### Task requirements
Please count the lines in the listing below that contain the string "small", treating uppercase and lowercase as different, and give only the number.

[Bounding box data excerpts]

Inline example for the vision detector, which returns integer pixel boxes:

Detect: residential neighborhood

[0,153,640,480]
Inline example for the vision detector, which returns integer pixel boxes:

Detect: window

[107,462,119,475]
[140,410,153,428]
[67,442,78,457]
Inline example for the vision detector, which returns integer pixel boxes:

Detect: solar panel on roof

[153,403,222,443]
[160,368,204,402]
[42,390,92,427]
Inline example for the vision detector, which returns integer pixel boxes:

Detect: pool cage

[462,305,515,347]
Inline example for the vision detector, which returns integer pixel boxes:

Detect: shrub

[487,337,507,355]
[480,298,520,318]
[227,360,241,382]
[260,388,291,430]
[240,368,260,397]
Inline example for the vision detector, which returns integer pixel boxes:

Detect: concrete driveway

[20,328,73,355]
--
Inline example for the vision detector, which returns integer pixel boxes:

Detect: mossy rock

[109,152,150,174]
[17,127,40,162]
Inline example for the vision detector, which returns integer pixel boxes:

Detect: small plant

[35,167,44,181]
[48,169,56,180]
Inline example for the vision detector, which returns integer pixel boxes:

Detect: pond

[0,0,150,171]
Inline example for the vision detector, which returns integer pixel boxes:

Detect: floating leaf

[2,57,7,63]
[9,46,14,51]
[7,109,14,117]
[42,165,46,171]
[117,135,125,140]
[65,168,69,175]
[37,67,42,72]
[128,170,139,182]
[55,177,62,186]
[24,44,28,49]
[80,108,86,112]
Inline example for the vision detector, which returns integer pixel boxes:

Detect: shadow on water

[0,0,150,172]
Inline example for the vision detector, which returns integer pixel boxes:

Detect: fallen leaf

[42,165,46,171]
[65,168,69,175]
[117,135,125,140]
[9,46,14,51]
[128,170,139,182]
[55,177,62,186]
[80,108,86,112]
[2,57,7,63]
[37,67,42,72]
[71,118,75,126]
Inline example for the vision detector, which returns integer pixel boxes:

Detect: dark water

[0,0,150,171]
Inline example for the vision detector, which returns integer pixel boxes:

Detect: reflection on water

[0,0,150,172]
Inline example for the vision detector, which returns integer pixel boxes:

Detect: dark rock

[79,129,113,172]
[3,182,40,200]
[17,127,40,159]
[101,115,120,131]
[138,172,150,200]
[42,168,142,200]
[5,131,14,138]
---
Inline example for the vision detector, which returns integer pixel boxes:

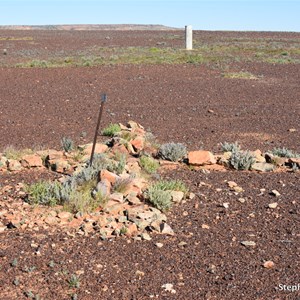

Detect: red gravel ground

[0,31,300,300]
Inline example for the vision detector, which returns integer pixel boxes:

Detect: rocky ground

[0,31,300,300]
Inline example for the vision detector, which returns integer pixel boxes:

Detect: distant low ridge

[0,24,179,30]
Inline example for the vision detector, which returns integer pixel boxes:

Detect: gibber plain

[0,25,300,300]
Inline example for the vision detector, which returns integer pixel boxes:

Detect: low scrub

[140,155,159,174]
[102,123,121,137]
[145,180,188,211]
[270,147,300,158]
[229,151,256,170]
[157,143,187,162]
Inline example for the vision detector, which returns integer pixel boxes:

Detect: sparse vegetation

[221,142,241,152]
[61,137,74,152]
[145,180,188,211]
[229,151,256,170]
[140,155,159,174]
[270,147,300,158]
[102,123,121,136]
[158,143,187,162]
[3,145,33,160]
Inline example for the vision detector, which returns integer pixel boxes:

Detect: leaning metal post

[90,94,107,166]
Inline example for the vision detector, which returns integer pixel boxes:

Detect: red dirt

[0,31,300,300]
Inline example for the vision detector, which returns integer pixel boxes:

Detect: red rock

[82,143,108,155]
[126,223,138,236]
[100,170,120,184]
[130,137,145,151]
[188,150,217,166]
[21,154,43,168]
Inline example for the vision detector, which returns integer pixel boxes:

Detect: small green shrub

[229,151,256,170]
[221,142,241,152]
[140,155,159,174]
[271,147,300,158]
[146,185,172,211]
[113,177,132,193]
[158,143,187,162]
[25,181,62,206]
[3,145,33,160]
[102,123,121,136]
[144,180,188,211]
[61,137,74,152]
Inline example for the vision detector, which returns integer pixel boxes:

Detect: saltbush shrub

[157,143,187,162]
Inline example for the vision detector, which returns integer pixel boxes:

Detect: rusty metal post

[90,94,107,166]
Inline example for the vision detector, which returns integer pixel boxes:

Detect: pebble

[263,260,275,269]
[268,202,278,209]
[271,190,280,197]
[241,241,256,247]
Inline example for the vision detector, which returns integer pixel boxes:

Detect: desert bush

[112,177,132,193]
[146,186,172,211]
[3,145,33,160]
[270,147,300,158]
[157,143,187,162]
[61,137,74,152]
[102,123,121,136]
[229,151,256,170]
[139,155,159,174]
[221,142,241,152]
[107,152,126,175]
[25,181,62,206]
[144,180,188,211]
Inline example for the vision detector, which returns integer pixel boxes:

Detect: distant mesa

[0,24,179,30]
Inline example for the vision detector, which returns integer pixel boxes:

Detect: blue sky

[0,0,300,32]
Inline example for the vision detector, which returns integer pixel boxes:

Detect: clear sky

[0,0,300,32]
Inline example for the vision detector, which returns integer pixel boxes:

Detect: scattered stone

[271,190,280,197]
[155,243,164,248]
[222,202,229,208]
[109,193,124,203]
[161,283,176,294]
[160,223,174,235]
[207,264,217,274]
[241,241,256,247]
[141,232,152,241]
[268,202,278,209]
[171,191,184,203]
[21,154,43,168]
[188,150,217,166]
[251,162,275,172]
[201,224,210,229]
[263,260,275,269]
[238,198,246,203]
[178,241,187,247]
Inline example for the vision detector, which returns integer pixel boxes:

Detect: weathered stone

### Full answer
2